Work to complete
Reproduce the stretch from the line containing "background --coords whole-pixels" through the end of the rows, character for character.

Supplied information

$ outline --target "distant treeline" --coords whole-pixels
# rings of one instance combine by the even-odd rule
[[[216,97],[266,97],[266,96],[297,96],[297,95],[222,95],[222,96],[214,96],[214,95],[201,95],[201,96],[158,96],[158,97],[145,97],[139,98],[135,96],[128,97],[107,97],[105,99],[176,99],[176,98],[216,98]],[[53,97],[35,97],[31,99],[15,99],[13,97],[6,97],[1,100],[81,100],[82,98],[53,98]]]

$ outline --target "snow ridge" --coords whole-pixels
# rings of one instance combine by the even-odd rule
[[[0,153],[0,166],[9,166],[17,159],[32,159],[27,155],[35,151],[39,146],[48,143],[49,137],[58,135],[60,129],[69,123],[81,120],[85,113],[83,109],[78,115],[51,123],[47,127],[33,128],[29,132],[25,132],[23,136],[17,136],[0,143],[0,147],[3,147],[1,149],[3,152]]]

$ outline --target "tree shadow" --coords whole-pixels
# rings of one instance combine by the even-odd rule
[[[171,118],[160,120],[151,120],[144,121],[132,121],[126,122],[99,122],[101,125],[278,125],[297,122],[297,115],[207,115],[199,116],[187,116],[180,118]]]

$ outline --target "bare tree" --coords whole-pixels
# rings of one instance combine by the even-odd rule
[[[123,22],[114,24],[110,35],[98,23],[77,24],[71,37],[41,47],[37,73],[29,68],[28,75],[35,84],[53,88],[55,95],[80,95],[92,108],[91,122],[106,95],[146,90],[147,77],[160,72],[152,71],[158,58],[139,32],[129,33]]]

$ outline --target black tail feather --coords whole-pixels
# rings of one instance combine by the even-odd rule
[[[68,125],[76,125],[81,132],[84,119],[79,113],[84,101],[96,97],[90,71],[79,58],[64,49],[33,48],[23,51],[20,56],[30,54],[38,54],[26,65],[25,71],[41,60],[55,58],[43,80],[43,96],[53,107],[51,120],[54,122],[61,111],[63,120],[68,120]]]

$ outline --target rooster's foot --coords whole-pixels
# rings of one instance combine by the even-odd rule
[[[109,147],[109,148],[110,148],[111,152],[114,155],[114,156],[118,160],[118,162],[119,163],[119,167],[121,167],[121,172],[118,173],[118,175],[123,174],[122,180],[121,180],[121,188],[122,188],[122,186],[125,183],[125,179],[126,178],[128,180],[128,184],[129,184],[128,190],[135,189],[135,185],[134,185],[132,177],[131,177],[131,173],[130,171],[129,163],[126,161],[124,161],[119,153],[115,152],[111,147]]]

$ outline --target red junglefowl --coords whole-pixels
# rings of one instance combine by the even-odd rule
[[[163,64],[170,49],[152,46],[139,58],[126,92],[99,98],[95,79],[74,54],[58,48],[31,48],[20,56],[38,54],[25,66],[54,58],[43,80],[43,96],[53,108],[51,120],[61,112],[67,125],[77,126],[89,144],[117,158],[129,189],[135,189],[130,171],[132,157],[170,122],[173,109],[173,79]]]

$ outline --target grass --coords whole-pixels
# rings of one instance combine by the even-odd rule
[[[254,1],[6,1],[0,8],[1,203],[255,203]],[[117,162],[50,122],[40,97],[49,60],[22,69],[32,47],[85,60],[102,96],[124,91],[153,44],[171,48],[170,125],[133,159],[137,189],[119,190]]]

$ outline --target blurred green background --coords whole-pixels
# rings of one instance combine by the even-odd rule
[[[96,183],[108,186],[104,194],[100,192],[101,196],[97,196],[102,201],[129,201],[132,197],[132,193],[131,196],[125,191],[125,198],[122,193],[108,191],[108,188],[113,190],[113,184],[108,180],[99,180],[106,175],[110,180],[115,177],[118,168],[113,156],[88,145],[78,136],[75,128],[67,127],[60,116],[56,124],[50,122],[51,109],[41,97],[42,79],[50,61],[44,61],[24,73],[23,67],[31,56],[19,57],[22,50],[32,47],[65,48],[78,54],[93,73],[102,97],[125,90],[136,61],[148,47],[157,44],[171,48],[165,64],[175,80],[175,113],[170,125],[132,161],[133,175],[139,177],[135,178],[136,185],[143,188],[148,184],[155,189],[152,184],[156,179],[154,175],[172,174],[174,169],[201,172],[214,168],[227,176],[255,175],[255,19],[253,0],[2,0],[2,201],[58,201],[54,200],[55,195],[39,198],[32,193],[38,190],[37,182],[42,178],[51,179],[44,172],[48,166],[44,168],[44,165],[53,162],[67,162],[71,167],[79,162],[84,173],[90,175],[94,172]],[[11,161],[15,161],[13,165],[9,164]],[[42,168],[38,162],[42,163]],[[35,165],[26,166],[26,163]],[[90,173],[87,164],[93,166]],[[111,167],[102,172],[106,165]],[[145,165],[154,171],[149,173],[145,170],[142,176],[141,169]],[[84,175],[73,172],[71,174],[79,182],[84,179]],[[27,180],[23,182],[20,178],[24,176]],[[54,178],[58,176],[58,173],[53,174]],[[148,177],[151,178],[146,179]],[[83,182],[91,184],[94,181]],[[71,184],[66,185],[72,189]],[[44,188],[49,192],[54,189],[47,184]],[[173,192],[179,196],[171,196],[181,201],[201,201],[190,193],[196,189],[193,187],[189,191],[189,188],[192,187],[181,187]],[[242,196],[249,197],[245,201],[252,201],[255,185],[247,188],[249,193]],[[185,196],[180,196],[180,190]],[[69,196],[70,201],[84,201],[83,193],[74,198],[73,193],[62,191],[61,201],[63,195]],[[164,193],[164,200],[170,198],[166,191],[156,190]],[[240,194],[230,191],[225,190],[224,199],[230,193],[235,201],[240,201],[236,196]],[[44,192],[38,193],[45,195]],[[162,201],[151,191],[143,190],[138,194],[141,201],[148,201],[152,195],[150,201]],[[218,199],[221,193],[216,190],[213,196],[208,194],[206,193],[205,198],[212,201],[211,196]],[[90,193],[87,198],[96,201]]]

Task output
$ outline --target blurred green background --coords whole-pixels
# rings of one instance combine by the even-odd rule
[[[96,183],[108,186],[104,194],[100,192],[101,196],[97,196],[102,201],[129,201],[132,197],[132,193],[131,196],[125,191],[125,198],[122,193],[108,191],[108,188],[113,190],[113,184],[108,180],[99,180],[106,175],[110,180],[115,177],[118,168],[113,156],[88,145],[78,136],[75,128],[67,127],[60,116],[56,124],[50,122],[51,109],[41,97],[42,79],[50,61],[44,61],[24,73],[23,67],[31,56],[19,57],[22,50],[32,47],[65,48],[78,54],[93,73],[102,97],[125,90],[136,61],[148,47],[157,44],[171,48],[165,64],[175,80],[175,113],[170,125],[132,161],[133,175],[139,177],[135,178],[136,185],[143,188],[148,184],[155,189],[152,184],[156,179],[154,175],[172,174],[174,169],[201,172],[214,168],[227,176],[255,175],[255,19],[253,0],[2,0],[2,201],[58,201],[54,200],[55,195],[39,198],[32,193],[38,190],[37,182],[42,178],[51,179],[44,172],[48,166],[44,168],[44,165],[53,162],[67,162],[71,167],[79,162],[84,173],[90,175],[94,172]],[[11,161],[15,161],[13,165],[9,164]],[[42,168],[38,162],[42,163]],[[35,165],[26,166],[26,163]],[[90,173],[87,164],[93,166]],[[111,167],[102,172],[106,165]],[[145,165],[154,171],[149,173],[145,170],[142,176],[141,169]],[[84,175],[73,172],[71,174],[79,182],[84,179]],[[27,180],[23,182],[20,178],[24,176]],[[54,178],[58,176],[58,173],[53,174]],[[148,177],[151,178],[146,179]],[[83,182],[91,184],[94,181]],[[71,184],[66,185],[72,189]],[[44,188],[49,192],[54,189],[47,184]],[[173,192],[179,196],[171,196],[181,201],[201,201],[190,193],[196,189],[193,187],[189,191],[189,188],[192,187],[181,187]],[[242,196],[249,197],[245,201],[252,201],[255,185],[247,188],[249,193]],[[185,196],[180,196],[180,190]],[[69,196],[70,201],[84,201],[83,193],[74,198],[73,193],[62,191],[61,201],[63,195]],[[164,193],[164,200],[170,198],[166,191],[156,190]],[[240,194],[230,191],[225,190],[224,199],[230,193],[235,201],[240,201],[236,196]],[[44,192],[38,193],[45,195]],[[162,201],[151,191],[143,190],[138,194],[141,201],[148,201],[152,195],[150,201]],[[218,199],[221,193],[216,190],[213,196],[208,194],[206,193],[205,198],[212,201],[211,196]],[[90,193],[87,198],[96,201]]]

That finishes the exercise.